— Start EXERCISE DATA —

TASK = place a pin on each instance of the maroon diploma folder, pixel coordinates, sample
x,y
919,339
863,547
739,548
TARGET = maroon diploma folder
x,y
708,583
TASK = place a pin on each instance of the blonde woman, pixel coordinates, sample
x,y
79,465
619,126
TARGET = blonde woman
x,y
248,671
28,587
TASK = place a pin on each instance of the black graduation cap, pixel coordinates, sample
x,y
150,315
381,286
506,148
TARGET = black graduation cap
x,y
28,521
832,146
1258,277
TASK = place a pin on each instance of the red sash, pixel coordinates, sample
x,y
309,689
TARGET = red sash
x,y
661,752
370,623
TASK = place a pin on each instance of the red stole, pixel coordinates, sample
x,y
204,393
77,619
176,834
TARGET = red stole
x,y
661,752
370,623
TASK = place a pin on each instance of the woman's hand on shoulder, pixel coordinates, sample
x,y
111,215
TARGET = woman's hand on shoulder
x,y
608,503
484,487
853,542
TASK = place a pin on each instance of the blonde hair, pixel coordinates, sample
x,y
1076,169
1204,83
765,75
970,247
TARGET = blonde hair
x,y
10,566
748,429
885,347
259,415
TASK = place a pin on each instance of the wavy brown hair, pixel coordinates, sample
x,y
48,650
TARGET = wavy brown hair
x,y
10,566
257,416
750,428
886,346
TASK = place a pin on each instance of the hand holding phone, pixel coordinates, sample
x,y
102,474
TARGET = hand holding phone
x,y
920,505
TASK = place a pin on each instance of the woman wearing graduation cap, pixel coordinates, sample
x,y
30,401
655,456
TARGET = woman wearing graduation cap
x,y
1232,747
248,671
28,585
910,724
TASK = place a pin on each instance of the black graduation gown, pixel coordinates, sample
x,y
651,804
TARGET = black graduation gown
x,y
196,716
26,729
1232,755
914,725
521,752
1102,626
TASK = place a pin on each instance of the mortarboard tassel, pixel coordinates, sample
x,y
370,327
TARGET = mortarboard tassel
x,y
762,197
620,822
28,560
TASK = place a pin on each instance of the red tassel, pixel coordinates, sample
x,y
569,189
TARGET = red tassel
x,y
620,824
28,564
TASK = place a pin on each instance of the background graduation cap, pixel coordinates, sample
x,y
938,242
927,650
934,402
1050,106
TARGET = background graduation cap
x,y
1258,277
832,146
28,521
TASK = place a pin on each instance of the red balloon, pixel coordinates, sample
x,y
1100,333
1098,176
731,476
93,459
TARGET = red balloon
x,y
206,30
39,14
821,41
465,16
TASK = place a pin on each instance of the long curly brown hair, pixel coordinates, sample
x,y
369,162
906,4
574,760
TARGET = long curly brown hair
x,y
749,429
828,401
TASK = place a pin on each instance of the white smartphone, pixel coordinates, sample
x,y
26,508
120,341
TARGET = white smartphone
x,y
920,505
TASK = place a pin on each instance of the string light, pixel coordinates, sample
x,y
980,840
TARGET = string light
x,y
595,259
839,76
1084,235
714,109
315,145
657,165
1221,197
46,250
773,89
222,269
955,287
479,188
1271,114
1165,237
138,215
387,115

— End EXERCISE DATA —

Could you shift every x and y value in the answer coordinates by -79, repeating all the lines starting at the one containing "TASK = place a pin on each instance of the long" and ending at the last line above, with everything else left unchanged?

TASK = place a pin on each instance of the long curly brown hair, pixel coordinates, sample
x,y
369,162
906,4
574,760
TARGET = long curly brown hair
x,y
670,350
749,322
TASK = place a pin on each instance of the white smartphone, pixel coordinates, sample
x,y
26,508
120,341
TARGET = white smartphone
x,y
841,426
TASK = place a pin on each instance of the string light, pixel coordinates, sample
x,y
980,840
TARGET = string light
x,y
516,180
760,-3
1005,156
635,30
236,66
578,86
1142,118
-33,171
694,10
143,190
876,208
400,109
1192,35
1086,158
59,136
308,36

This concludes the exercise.